### WHAT THE TASK ASKS
Continue the article on post-traumatic stress disorder below from the point where it stops.

### PROVIDED TEXT
Virginia Thornley, M.D., Neurologist, Epileptologist
March 20, 2018
Post-traumatic stress disorder is the silent disorder that could be affecting the co-worker who sits one cubicle over from you. When one hears of post-traumatic stress disorder, one thinks of traumatizing incidents such as war, abuse or some other devastating event but can occur even in situations such as car accidents or a spouse of many decades suddenly leaving. It is the quiet disorder that if you do not expound on it, nobody really knows about it. Because of the stigma surrounding psychological disorders, often times, help is not sought in a timely manner.
It is often characterized by nightmares waking someone up in the middle of the night or sudden flashbacks when placed in a situation similar to the traumatic event. Management includes working with a psychiatrist using conventional medications and a psychologist using behavioral therapy. It is not uncommon for a patient to have to go through many different anti-depressants or anxiolytics before one finds the correct drug and titration. But sometimes even the best medications fail to treat someone with Post-traumatic stress disorder adequately. Psychotherapy may be helpful in some patients depending on the patient. In others, there is less benefit and some dislike the thought of reliving the experience in order to learn coping mechanisms.
Alternatives include non-pharmacologic measures including relaxation techniques such as doing yoga, Tai Chi or meditation. Exercise can often boost the mood and doing enjoyable activities may help alleviate symptoms without the addition of pharmacologic agents. Doing something one enjoys or taking joy in the simple activities in life such as writing poetry, art therapy, taking up a sport may help alleviate some of the stress. Great tips can be found on Psychiatrist, Dr. Welby’s site found here: https://drmelissawelby.com/exercise-depression-get-started-want-stay-bed/
More and more patients are turning towards alternative measures, finding that conventional medications are not always optimal. Cannabidiol works through the endocannabinoid pathway and modulates its effect through the CB1 receptor which is predominantly found in the nervous system. The CB2 receptor is found mostly in the immune system. In some studies, it was found that cannabidiol may help reduce fearful memory if taken in the conditioning phase so that rather than reacting to the stimulus with fear, the stimulus is then associated with a different reaction and may help mitigate the symptoms of post-traumatic stress disorder through this mechanism (1). In another study, it was found to influence synaptic dendrites and may contribute towards learned memory in the hippocampus.

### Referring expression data
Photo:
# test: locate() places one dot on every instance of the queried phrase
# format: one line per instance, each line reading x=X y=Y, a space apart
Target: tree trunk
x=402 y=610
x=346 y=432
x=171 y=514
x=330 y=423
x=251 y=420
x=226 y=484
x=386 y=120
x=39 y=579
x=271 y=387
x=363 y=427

### RESULT FOR THIS TASK
Cannabidiol interacts with the 5-HT1A receptor which is an important receptor in mitigating the symptoms of anxiety. Serotonin works through the 5HT1A receptors. Some anxiolytics and anti-depressants work through an increase in serotonin which boosts the mood. Cannabidiol itself is known to have a calming effect with none of the euphoria found in THC alone. Cannabidiol is non-intoxicating and when combined with low dose tetrahydrocannabinol has great medical effects. One category of medical marijuana known as Sativa is known to help with mood alleviating anxiety and insomnia.
In summary, when medications and therapy are found to be ineffective for post-traumatic stress disorder, anxiety or depression, cannabidiol which is non-intoxicating may be an effective therapeutic option alone or in conjunction with low dose THC and should be considered.
- Uhernik, et al, “Learning and memory are modulated by cannabidiol when administered during trace fear-conditioning,” Neurobiology of Learned Memory, 2018, Feb., 9, 149:58-76. doi: 10.1016/j.nlm.2018.02.009 (Epub ahead of print)
- Lee, et al, “Cannabidiol regulation of emotion and emotional memory processing: relevance for treating anxiety-related and substance abuse disorder,” British Journal of Pharmacology, 2017, Oct., 174 (19): 3242-3256. doi: 10.1111/bph.13724. (Epub. 2017 Mar. 9.)